▸ CONSIGNE DONNÉE 1:
D'après l'article sur le français en Louisiane, répondez aux questions suivantes :
(a) Combien de francophones vivraient encore en Louisiane selon le dernier recensement ?
(b) Quel âge a Daniel, qui habite à Basile ?
(c) Quelle inscription figure sur la pancarte du bureau du Codofil ?

▸ TEXTE FOURNI:
---+---

Rechercher
Rechercher

Actualités

La loi de 1916 a fait de l’anglais la seule langue autorisée à l’école La lente disparition des francophones

Hier, Napoléon et Thomas Jefferson passaient au tribunal à La Nouvelle-Orléans. Dans un procès spectacle mis en scène par le barreau francophone de Louisiane, le premier était jugé pour avoir abandonné les Français vivant en Louisiane en 1803. L’acte de vente, disait l’accusation, ne prévoyait pas suffisamment de garanties de protection de la culture et de la langue françaises. Jefferson était, lui, accusé, entre autres, d’avoir tenté de faire disparaître la langue française.
Deux siècles plus tard, que reste-t-il du français en Louisiane ? « Y a mon voisin et moi », rigole le chanteur Zachary Richard. Difficile d’ailleurs d’apercevoir un voisin depuis sa maison cachée sous les arbres. Selon les chiffres plus précis du dernier recensement, ils seraient encore 200 000 francophones en Louisiane. Les grands-parents de Zachary Richard appartenaient à la dernière génération de « francophones monolingues ». Ses parents, octogénaires aujourd’hui, « ont rencontré l’assimilation de manière brutale ». La loi de 1916 fait de l’anglais la seule langue autorisée à l’école.
Pas très loin, à Basile, en plein pays cajun, Daniel, 62 ans, raconte « les bleus sur les fesses », les coups de fouet reçus à l’école à chaque fois qu’il parlait français. Lorsque « l’américanisation » bat son plein à partir des années 30, il devient mal vu de parler français. Les « Texiens » et les autres anglophones arrivent afin d’exploiter le pétrole de la région. Pour se faire embaucher dans ces entreprises qui paient mieux qu’ailleurs, il faut parler anglais. Un commerçant installé en pays cajun se souvient comment un ami employé à la banque lui avait déconseillé d’y parler français s’il voulait y faire un emprunt. Ceux qui continuent à parler français sont agriculteurs ou éleveurs et ne sont pas allés à l’école. « C’est à ce moment-là que le français est associé à l’ignorance et à la pauvreté », raconte Zachary Richard dont le bureau, entre documents familiaux et livres de la fin du XIXe siècle, est un véritable petit musée d’histoire de la Louisiane. Ses parents lui ont parlé en français. La plupart des gens de cette génération évitaient de le faire, croyant que l’anglais assurerait plus de portes ouvertes à leurs enfants. David Chéramie entendait ses parents discuter en français, entre eux seulement. De cette langue, lui ne connaissait que « maudit diable », les jurons et les insultes. Il a réappris le français plus tard, explique-t-il dans le bureau du Codofil décoré d’une pancarte « Ici on est fier de parler français ».

---+---

▸ DONNÉES DE L'EXERCICE:
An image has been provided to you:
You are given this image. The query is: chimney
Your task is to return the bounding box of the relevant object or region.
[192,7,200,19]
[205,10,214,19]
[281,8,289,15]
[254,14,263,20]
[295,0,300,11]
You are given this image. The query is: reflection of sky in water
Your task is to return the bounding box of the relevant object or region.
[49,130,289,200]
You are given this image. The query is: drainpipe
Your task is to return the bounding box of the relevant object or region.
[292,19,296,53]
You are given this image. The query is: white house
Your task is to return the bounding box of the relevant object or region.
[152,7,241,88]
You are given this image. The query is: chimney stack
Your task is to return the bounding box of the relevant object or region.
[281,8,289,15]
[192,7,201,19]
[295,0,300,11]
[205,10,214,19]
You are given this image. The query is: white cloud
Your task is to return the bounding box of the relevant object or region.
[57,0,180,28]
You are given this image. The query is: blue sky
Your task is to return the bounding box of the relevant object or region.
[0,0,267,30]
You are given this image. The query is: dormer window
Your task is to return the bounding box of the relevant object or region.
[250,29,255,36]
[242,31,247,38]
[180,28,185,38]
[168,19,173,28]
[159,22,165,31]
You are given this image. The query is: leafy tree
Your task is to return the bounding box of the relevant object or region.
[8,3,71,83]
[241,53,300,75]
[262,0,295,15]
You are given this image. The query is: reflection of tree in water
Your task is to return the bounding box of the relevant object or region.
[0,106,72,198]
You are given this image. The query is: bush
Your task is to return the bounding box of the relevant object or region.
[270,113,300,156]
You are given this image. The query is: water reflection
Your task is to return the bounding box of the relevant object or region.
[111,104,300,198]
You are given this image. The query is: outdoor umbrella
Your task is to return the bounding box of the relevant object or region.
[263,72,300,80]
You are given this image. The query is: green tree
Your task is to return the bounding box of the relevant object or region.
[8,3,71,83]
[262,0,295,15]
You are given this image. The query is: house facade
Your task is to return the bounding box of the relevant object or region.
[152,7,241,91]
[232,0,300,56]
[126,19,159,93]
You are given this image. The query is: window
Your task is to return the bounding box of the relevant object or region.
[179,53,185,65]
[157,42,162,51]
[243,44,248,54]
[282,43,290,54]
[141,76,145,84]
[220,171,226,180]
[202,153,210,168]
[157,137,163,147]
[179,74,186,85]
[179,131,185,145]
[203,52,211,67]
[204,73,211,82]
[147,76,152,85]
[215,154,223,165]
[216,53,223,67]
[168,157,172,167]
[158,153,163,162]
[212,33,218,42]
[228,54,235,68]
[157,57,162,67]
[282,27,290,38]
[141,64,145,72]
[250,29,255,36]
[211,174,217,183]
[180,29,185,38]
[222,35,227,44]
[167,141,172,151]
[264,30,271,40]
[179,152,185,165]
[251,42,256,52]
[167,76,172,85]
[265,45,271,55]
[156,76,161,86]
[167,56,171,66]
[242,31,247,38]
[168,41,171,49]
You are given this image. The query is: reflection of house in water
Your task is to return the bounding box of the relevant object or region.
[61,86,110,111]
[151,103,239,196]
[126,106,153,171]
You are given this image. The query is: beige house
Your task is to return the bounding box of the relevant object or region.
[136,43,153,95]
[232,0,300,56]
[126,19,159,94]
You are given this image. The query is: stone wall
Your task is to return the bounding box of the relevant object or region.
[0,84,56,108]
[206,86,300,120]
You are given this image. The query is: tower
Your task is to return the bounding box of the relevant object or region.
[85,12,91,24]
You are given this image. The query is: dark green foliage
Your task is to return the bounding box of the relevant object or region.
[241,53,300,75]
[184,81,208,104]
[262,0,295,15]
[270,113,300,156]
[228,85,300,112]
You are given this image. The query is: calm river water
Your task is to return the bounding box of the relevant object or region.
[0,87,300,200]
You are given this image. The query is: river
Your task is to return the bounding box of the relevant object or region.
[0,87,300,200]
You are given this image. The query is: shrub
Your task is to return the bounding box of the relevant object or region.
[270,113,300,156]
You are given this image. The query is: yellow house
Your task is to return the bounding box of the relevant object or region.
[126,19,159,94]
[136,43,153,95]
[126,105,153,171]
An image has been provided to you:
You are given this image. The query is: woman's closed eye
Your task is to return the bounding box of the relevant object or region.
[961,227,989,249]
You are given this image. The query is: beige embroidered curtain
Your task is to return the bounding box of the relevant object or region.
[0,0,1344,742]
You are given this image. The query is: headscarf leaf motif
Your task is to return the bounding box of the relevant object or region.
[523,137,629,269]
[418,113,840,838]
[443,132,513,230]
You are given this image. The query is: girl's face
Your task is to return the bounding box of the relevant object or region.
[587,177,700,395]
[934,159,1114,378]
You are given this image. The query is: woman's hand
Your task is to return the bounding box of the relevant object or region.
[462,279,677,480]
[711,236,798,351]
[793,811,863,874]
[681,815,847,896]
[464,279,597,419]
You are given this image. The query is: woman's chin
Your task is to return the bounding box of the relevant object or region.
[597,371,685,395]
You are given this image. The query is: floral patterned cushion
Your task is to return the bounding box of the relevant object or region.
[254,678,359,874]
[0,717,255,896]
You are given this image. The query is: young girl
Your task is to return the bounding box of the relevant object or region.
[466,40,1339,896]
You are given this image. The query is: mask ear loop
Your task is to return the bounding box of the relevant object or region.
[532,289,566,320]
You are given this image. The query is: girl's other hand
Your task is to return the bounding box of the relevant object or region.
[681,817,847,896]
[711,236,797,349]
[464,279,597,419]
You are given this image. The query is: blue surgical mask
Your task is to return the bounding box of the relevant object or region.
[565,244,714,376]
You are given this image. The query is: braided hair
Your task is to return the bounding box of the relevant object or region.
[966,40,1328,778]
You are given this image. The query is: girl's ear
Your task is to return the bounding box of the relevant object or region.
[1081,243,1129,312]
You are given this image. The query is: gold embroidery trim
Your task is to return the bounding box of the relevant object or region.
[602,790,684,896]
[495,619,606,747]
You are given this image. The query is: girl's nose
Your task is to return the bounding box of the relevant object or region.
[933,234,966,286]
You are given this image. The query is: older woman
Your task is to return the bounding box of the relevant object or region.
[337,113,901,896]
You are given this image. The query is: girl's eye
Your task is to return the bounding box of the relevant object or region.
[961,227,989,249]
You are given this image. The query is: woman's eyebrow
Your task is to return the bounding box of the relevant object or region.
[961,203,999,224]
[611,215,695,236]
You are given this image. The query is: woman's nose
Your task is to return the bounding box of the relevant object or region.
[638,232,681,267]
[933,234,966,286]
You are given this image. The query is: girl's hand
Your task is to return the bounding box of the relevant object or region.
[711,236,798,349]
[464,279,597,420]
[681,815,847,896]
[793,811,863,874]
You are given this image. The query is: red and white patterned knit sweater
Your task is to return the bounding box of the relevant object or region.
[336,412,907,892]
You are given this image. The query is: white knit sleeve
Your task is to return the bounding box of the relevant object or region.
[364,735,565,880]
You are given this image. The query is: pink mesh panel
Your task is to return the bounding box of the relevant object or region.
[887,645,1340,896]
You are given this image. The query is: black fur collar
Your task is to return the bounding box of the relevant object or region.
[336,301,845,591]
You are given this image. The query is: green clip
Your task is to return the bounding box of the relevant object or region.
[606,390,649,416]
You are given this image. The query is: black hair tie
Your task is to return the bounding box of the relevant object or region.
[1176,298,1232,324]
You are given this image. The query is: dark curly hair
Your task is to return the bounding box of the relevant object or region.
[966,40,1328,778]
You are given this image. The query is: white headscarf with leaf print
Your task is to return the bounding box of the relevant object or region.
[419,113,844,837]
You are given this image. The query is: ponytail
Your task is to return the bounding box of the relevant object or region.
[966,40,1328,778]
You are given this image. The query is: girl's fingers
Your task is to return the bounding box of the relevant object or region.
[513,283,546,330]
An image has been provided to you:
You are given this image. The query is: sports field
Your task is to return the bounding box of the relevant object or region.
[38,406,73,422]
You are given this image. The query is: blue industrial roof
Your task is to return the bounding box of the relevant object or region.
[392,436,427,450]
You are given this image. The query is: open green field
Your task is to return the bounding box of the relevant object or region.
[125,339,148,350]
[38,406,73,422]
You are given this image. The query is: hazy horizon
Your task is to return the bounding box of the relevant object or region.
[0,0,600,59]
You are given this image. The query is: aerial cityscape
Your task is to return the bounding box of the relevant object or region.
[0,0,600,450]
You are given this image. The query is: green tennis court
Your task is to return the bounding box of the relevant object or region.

---+---

▸ CONSIGNE DONNÉE 2:
Dans les enregistrements, reprenez seulement la partie qui commence à la ligne contenant « You are given this image. The query is: white cloud » et finit à celle contenant « [111,104,300,198] », ces deux lignes comprises. Remplacez-y « tree » par « oak » et laissez tout le reste identique.

▸ RÉPONSE FINALE 1:
(a) 200 000 francophones.
(b) 62 ans.
(c) « Ici on est fier de parler français ».

▸ RÉPONSE FINALE 2:
You are given this image. The query is: white cloud
Your task is to return the bounding box of the relevant object or region.
[57,0,180,28]
You are given this image. The query is: blue sky
Your task is to return the bounding box of the relevant object or region.
[0,0,267,30]
You are given this image. The query is: dormer window
Your task is to return the bounding box of the relevant object or region.
[250,29,255,36]
[242,31,247,38]
[180,28,185,38]
[168,19,173,28]
[159,22,165,31]
You are given this image. The query is: leafy oak
Your task is to return the bounding box of the relevant object or region.
[8,3,71,83]
[241,53,300,75]
[262,0,295,15]
You are given this image. The query is: reflection of oak in water
Your task is to return the bounding box of the relevant object or region.
[0,106,72,198]
You are given this image. The query is: bush
Your task is to return the bounding box of the relevant object or region.
[270,113,300,156]
You are given this image. The query is: water reflection
Your task is to return the bounding box of the relevant object or region.
[111,104,300,198]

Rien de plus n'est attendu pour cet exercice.